2010 年 11 月 22 日 Comments off

いまの人形浄瑠璃、文楽は三人で一体の人形を動かします。だから人形とは思えないほど優美な動きを再現することが可能です。全世界に人形劇はありますが「三人使い」ほど、贅沢で、豪奢な、人形劇はありません。江戸時代の大坂の大豪商、パトロン、観客の支持が、その実現を可能にしました。ユネスコの世界無形文化遺産登録は当然ともいえます。

それで面白いのが近松門左衛門が活躍した時代の人形浄瑠璃は、じつは「一人使い」であったことです。近松の心中ものは、いま我々が見ているものと違って、もっとカクカクしていた筈です。もっともっと人形めいていた。だから良かったといえます。

どういうことか?というと、近松の心中ものの描写はやたらと生々しいんです。まず実際にあった事件です。そして男と女が愛欲の果てに、世を怨み、首を括って、喉を突いて、井戸に身を投げて、死ぬ。あまりに悲惨。無惨。例えば『心中天の網島』での紙治の最後はこんな描写です。

「泣きてつきせぬ名残(なごり)の袂(たもと) 見捨てて抱(かかへ)を手繰り寄せ。首に罠を引つ掛くる。寺の念仏も切回向(きりえこう)。有縁無縁乃至法界。平等の声を限りに樋の上より。一蓮托生南無阿弥陀仏と踏みはづし しばし苦しむ。生瓢(なりひさご)風に揺らるるごとくにて。次第に絶ゆる呼吸の道 息堰(いきせ)きとむる樋の口に。この世の縁は切れ果てたり」

紙治の首吊り死体を「成瓢 風に揺らるるごとく」とまで冷徹に、残酷に描写する。恐ろしいほどに、リアリティに徹しています。この近松のリアリティを、歌舞伎などで演じたら大変です。見てられないぐらい怖い。しかし人形でやるから救われるんですな。正(現実、リアリティ)と反(人形、虚構)が止揚することで、いままで見たことがないような、新しい美の世界が開ける。それを近松は虚実皮膜論といいました。実のような、虚のような世界こそが、もっとも美しいと・・・。

データ抜粋:
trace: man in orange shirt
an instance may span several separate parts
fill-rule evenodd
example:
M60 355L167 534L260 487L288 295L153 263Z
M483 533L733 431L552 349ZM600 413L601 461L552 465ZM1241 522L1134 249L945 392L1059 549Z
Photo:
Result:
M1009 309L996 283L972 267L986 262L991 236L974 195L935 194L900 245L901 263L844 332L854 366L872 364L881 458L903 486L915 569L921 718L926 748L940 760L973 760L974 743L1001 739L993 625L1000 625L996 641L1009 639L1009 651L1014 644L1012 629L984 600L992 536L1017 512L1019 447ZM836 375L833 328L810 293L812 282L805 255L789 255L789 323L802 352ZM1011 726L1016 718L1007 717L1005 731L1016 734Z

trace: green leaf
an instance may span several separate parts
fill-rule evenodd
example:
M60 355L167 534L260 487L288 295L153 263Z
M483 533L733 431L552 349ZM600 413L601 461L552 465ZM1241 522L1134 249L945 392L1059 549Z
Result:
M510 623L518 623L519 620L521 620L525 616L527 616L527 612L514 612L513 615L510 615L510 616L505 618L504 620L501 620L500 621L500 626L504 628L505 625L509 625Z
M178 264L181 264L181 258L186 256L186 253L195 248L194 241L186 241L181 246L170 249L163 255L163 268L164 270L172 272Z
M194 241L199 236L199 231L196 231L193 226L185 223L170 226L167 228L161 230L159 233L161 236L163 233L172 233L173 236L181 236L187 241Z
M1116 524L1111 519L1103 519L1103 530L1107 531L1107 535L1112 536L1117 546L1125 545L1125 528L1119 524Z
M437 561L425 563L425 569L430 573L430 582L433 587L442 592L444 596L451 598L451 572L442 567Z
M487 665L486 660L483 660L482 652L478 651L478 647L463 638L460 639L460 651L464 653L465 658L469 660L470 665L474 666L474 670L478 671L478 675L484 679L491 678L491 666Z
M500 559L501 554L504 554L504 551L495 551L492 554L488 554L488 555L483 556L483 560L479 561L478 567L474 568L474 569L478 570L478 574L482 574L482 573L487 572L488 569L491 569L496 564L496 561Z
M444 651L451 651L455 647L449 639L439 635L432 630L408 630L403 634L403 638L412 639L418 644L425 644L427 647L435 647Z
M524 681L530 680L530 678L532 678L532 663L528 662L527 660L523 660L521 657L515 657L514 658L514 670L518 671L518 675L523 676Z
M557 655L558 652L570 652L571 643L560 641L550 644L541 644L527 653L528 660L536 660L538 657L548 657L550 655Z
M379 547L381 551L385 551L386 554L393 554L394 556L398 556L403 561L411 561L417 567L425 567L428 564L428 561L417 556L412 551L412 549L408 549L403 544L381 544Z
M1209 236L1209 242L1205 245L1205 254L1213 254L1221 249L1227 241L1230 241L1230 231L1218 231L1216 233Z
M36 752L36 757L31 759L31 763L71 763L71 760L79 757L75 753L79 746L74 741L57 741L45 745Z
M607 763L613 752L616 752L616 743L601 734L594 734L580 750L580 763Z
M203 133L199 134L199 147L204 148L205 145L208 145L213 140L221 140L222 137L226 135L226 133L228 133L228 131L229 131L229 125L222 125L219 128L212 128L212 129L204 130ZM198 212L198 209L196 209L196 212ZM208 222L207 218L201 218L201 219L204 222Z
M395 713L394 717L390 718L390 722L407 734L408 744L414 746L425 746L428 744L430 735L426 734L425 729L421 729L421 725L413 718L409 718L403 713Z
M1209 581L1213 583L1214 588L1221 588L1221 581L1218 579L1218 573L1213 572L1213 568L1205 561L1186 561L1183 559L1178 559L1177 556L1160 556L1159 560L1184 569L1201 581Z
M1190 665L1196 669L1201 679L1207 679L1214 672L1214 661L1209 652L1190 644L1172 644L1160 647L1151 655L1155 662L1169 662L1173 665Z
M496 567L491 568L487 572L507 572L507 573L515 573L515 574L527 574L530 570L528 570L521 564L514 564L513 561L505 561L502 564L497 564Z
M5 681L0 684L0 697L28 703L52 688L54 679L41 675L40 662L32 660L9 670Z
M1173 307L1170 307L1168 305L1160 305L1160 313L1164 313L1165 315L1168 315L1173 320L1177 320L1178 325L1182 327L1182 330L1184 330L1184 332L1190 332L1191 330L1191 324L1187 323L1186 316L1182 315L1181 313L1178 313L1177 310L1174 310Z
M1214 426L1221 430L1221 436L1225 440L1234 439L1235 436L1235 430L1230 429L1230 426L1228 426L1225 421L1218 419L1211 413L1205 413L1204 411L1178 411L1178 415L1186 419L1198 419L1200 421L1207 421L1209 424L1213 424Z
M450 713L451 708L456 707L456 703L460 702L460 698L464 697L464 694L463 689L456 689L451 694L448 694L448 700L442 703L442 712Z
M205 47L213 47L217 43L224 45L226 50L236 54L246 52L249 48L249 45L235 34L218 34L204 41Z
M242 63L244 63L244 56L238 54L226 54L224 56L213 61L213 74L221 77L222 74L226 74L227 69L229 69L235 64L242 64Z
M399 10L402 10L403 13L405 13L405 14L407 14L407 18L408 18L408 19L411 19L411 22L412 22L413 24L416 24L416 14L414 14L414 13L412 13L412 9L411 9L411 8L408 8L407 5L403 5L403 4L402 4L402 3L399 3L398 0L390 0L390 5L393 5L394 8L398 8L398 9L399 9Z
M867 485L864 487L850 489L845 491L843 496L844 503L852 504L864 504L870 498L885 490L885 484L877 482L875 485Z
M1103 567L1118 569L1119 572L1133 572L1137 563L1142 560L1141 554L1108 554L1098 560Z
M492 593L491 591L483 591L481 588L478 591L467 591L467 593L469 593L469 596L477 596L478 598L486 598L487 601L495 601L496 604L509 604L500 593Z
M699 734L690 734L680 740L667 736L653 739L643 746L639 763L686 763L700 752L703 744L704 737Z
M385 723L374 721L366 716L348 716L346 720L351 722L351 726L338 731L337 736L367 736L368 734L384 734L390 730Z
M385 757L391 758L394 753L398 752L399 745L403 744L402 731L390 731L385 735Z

実施課題:
A. 次の(i)〜(iii)が人形浄瑠璃の文章の内容と合っているかどうかを「はい」か「いいえ」で答え、判断の根拠となる本文の語句をそのまま引用しなさい。(i) 近松門左衛門が活躍した時代の人形浄瑠璃は「三人使い」だった。(ii) 近松の心中ものは実際に起きた事件を題材にしている。(iii) 実と虚が合わさった世界を、近松は虚実皮膜論と呼んだ。
B. 人形浄瑠璃の文章の最後の一文に続けて、その先を書き進めなさい。

解答一覧:
A.
(i) いいえ。『近松門左衛門が活躍した時代の人形浄瑠璃は、じつは「一人使い」であったことです』
(ii) はい。「まず実際にあった事件です。」
(iii) はい。「それを近松は虚実皮膜論といいました。」

B.
つまり近松は、人形であるからでこそ、思いっきり、リアリティ溢れる描写に書き下ろすことが出来た。もしかしたら近松が「三人使いの人形浄瑠璃」の時代に生まれていたら、近松は、あれほど近松たりえなかったかも知れません。果たして、これほど冷徹に、残酷に、心中ものを描写することができたかどうか・・・?ぼくは、少し疑問に思ってます。

人形浄瑠璃の歴史を調べてみると、近松の一世代後輩の竹田出雲の頃には、もう「三人使い」になっています。つまり近松が活躍した時代は、人形浄瑠璃の試行錯誤の時代でした。それゆえに近松は、大胆不敵に色んな作劇術、演出をチャレンジできた。近松は、人形浄瑠璃が人形浄瑠璃として完成する前、勃興期の、ある意味、稀有な時期の作家だったといえます。

一度、ぼくは近松の心中ものを「一人使い」の人形浄瑠璃で見てみたいなぁ、と思ってます。そうでないと、近松が狙った美が体感できないのでは?と。そういう復刻があってもいいと思っているんですが。関係者の皆さん、どうでしょうか?(笑)

今日は近松忌。以上、断想でした。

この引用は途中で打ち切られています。